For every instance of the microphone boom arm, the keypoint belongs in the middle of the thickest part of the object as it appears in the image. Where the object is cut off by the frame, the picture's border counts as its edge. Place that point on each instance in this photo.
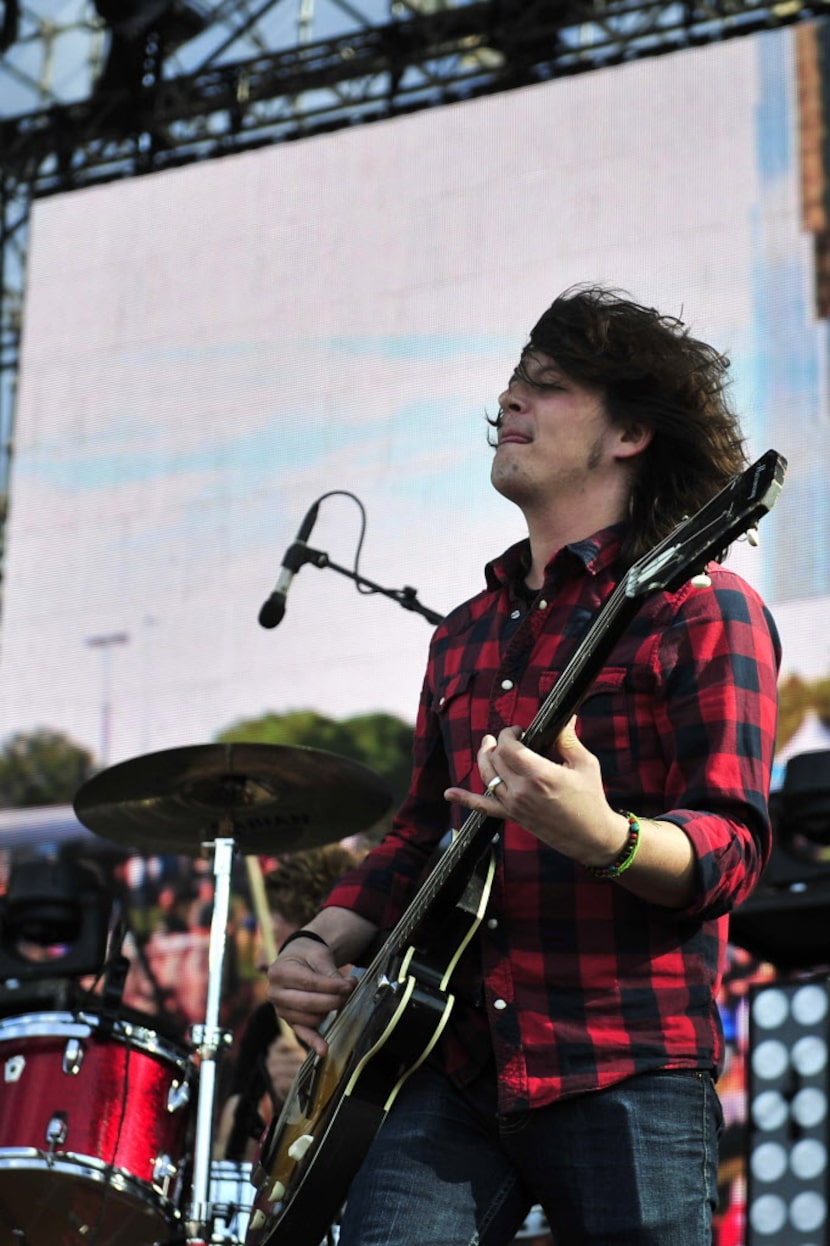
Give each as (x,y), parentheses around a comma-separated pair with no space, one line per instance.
(405,597)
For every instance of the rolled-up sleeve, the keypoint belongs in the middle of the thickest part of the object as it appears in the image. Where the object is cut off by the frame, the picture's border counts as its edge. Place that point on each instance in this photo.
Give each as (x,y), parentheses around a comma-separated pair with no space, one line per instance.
(717,662)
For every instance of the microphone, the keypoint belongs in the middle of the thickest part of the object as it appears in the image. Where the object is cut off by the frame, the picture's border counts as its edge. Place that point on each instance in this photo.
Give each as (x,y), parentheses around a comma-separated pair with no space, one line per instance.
(274,608)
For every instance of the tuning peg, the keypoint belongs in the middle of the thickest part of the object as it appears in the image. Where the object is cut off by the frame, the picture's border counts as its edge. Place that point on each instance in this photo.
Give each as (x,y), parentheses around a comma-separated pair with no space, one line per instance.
(701,581)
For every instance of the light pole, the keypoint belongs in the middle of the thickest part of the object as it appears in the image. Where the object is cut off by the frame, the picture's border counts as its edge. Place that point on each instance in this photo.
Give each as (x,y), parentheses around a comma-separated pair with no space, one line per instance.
(105,644)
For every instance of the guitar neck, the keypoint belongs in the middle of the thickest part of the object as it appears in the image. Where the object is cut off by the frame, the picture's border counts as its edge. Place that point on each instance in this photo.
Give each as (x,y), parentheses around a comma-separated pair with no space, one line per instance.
(469,844)
(684,552)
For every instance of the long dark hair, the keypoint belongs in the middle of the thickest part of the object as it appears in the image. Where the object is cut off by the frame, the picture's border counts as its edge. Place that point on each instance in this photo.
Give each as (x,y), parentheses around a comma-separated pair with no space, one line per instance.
(654,373)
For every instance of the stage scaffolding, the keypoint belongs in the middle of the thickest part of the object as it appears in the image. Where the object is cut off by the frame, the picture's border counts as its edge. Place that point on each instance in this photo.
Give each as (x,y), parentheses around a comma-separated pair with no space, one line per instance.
(202,82)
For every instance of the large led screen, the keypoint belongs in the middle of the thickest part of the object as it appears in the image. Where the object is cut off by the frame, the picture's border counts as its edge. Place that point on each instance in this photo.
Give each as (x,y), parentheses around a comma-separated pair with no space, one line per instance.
(209,350)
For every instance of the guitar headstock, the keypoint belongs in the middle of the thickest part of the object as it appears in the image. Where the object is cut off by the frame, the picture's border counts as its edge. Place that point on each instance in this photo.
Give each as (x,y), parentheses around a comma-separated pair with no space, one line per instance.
(734,511)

◆ Required action ◆
Pictures aside, retype all of the entries word for word.

◆ Answer area ◆
For every instance of the microphone boom arm, the keypoint belongs in the middle of the thickest part of the object as it appears in the image. Where the object is cut off by the frame, the picture's border counts as its edge. Place that point on each instance in this photo.
Give each as (x,y), parentheses around a comma-separated pair with no space, one line per instance.
(405,597)
For every instance of the rolled-up sleeve, the keypoint belongs in the middle of the thickest part of the object as it appears in the image. Where the object is cut off by the frame, the picture's border counts as its edge. Place that point on each instance in this photo.
Give each as (x,y), parentheses around a comma-separated pair with no space, one line per instance.
(717,662)
For every instance of the microphone, the keypoint belongs in the middle of the thickest part of the object as it appears in the image. Where the object is cut off by the frame, the picture's border counts as its edge. Place that point on each instance in this photo.
Give each as (x,y), parentheses around a comma-separated pair with no space, one line per instance.
(274,608)
For every instance of the tuning peg, the keypoint belongs in the middle of the thickest part of the object as it appears in the image. Where the object is cut off by the frame, the picture's border counts as its edge. Place that point on each instance in this photo.
Give each as (x,y), parentheses around a comma-separated pair with no space, one line per instance.
(701,581)
For every instance of the light pole, the keypoint belongs in the middle of the thickest part of the object as it appears in the image. Where the object is cut off by the frame, the picture's border counts as its edge. Place that point on each instance in this photo.
Give each as (x,y), parentheses around a comma-separated pair with no space, one line per instance.
(105,644)
For every instance of the guitar neck, the keypoint belongs in the middle of the thickest part of the object as it appears in the image. Where the object is cut off by the frame, the picture's border counts as its edge. Place that point on each instance in this photo.
Give each as (x,y), parentheses around a comma-separated pair with no space, one line per instance.
(469,844)
(684,552)
For every instance of the long dark hair, the keypoint belongs in the middle of the thickest part of the object as it appears in the image. Where the object is cut off by the frame, the picture's border counts as its edge. Place that point on each instance in this photo.
Give each as (x,y), parentheses around a comma-separated pair with no space, one line per instance.
(654,373)
For every instance of the stage scaffolding, the keypoint belongs in the middle of the thickest part of the object as it appears in the image. Where the object is cut off by the frame, the picture's border counts as its edge. Place that point on each instance in this photo.
Give each as (x,y), parentheses around a comma-separated pair with no space, one line per instance.
(202,82)
For every instance of the large led screen, the keypoint belongs in the middle of the thickest part of the object as it appears in the image. Where the object is cut off by the frame, the picture's border counts as its edge. Place that point on each instance in this photo.
Give each as (x,y), parentheses around a comma-separated pair with no space, one line per instance.
(209,350)
For every instance of the guitar headstock, the keypoint belongs in the middle of the thickest part of the object as it appears in the image. Where the object is cut off by the frame, the picture's border counts as its edge. Place that point on each instance in this photo.
Give each as (x,y), parentheses around a comma-separated pair with no space, one line per instance.
(734,511)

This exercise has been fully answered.